### TASK INPUTS ###
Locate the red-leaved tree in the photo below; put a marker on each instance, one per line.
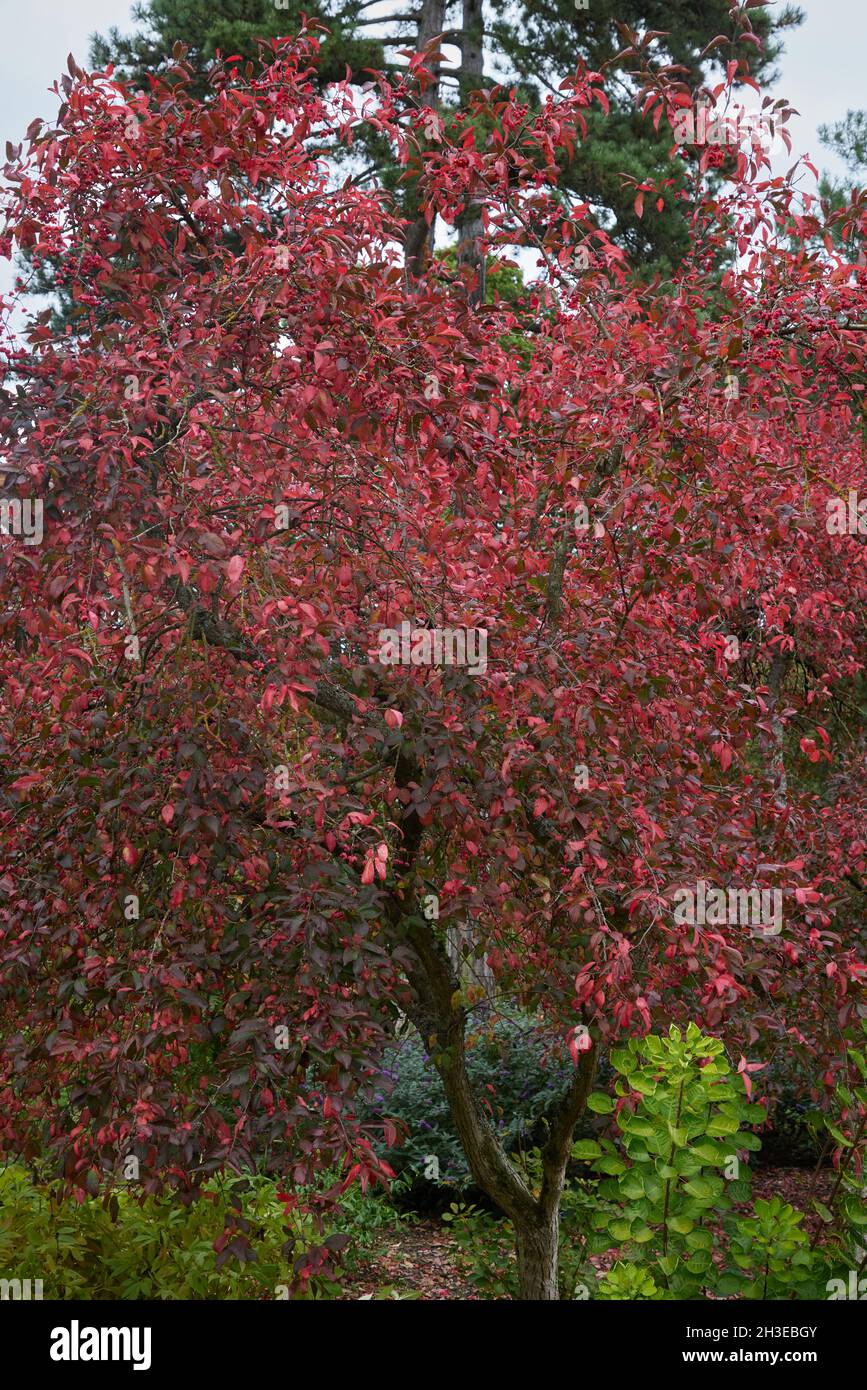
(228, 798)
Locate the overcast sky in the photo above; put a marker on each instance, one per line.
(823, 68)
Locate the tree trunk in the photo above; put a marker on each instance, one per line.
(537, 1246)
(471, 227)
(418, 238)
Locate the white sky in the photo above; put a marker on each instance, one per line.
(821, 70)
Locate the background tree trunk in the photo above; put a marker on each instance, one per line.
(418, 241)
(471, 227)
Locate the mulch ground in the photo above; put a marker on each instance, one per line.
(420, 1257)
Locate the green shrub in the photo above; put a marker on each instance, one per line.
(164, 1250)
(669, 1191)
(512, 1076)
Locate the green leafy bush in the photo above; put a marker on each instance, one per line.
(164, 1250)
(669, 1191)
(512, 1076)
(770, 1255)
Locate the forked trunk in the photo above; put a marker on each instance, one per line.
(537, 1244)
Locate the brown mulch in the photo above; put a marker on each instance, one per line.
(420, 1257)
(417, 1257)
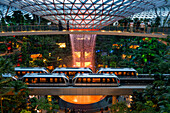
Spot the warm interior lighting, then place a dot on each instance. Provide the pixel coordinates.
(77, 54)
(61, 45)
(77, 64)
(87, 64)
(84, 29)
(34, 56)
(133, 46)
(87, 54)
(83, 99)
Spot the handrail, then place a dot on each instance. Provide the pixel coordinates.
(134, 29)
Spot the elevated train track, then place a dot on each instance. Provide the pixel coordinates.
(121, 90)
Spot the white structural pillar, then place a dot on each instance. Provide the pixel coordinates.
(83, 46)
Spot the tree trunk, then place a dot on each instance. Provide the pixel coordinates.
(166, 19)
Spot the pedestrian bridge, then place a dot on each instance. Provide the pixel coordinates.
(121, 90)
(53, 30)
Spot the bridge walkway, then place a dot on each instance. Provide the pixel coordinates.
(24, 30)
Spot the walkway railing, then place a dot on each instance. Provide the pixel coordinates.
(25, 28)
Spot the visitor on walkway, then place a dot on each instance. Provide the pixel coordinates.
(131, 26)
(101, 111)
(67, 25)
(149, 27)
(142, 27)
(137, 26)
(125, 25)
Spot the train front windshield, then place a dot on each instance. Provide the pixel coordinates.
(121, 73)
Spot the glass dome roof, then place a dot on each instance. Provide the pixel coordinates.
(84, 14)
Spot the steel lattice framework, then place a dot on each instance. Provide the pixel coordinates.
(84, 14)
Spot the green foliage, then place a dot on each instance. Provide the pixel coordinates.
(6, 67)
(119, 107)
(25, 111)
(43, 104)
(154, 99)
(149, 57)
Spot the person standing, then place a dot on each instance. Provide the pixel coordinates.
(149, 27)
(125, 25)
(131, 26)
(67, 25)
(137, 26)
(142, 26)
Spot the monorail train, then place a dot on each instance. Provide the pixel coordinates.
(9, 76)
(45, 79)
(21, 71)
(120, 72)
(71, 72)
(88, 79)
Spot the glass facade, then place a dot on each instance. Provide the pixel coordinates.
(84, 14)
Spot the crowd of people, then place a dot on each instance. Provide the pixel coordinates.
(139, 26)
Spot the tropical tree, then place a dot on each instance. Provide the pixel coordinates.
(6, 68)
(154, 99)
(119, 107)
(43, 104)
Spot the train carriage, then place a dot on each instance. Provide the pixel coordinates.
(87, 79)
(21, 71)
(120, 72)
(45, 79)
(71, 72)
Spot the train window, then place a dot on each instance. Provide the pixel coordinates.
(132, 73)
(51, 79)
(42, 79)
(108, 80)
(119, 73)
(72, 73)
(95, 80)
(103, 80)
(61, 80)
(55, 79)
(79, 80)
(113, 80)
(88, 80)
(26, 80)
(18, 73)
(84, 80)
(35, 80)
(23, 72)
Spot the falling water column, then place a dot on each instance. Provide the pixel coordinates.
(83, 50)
###
*WHAT TO WORK ON*.
Please give every line above again word for word, apart from the pictures.

*SOLUTION BELOW*.
Locate the red-leaved tree in the photo below; put a marker on each instance, one per line.
(228, 798)
Locate the overcast sky in the photo above; put a marker on each instance, one per line.
(823, 68)
Locate the tree trunk in the photo above; put a marker on each instance, one per line.
(537, 1246)
(471, 227)
(418, 238)
Locate the white sky in the photo above; put a marker on each instance, one per line.
(821, 70)
Locate the background tree trunk in the photo above; put a marker on each instance, one per line.
(418, 241)
(471, 227)
Locate the mulch ground in the photo above; put a marker on each instance, one per line.
(420, 1257)
Locate the green shrub in the photo above; put a marker on each instance, one per line.
(164, 1250)
(669, 1191)
(512, 1076)
Locate the green leafy bush in the photo above; put a marker on each instance, one per line.
(164, 1250)
(669, 1191)
(512, 1076)
(770, 1255)
Locate the forked trunk in the photo above; put a marker on each instance, one per line.
(537, 1244)
Locate the brown mulch in the photo above; put a marker on each instance, one per line.
(420, 1257)
(417, 1257)
Spot the warm interior lighting, then place a dot on each instance. Provide the pixel coordinates.
(77, 54)
(61, 45)
(77, 64)
(87, 64)
(84, 29)
(34, 56)
(133, 46)
(87, 54)
(83, 99)
Spot the handrail, then place a dot on each instance. Provide the pixel coordinates.
(134, 29)
Spot the elevated train track, then place a dot on each instance. Provide the pixel coordinates.
(121, 90)
Spot the white structural pillar, then place a dot on each instance. Provide the pixel coordinates.
(83, 46)
Spot the tree trunk, then place a dot on each instance. Provide the pixel coordinates.
(166, 19)
Spot the pedestrian bridge, then place a dot on each instance. Provide the pixel coordinates.
(121, 90)
(53, 30)
Spot the bridge walkway, then place a dot on each instance. Provide the pixel coordinates.
(24, 30)
Spot the walkway railing, then place a dot on each instance. Provide the pixel coordinates.
(25, 28)
Spot the visitor on walkway, then place a dot on each instance. Provide the pixel coordinates.
(131, 26)
(101, 111)
(67, 25)
(149, 27)
(142, 27)
(137, 26)
(125, 25)
Spot the train front windshield, then place a dot on each instance. Provide the pixel coordinates.
(121, 73)
Spot the glass dome roof, then place a dot on each instance. Provide the pixel coordinates.
(84, 14)
Spot the steel lattice framework, then place a dot on each instance. Provide the pixel coordinates.
(84, 14)
Spot the green foliage, then place a dot on each instance. Provide the pixel coordinates.
(6, 67)
(119, 107)
(25, 111)
(43, 104)
(154, 99)
(149, 57)
Spot the person standing, then place a dot on each instance. Provide the pixel coordinates.
(149, 27)
(125, 25)
(131, 26)
(67, 25)
(137, 26)
(142, 26)
Spot the monorail train, then place a dot on each instance. Provide the pixel coordinates.
(9, 76)
(45, 79)
(21, 71)
(120, 72)
(71, 72)
(88, 79)
Spot the glass facade, then place a dot on each instance. Provide the pixel coordinates.
(84, 14)
Spot the crowd of people, then place a dot on each instance. Provide the pixel coordinates.
(139, 26)
Spot the tropical tree, then place a dot on each instance. Provide the pixel coordinates.
(6, 68)
(154, 99)
(119, 107)
(43, 104)
Spot the train carriage, then place a dot on each instance. Provide the pixel coordinates.
(87, 79)
(21, 71)
(120, 72)
(45, 79)
(71, 72)
Spot the train window, then place a dot on each instance. Provide the pixel coordinates.
(132, 73)
(51, 79)
(42, 79)
(108, 80)
(119, 73)
(72, 73)
(95, 80)
(103, 80)
(61, 80)
(55, 79)
(79, 80)
(113, 80)
(88, 80)
(26, 80)
(18, 73)
(84, 80)
(35, 80)
(23, 72)
Spot the falling water column, then place a dot on each instance. Provide the pixel coordinates.
(83, 50)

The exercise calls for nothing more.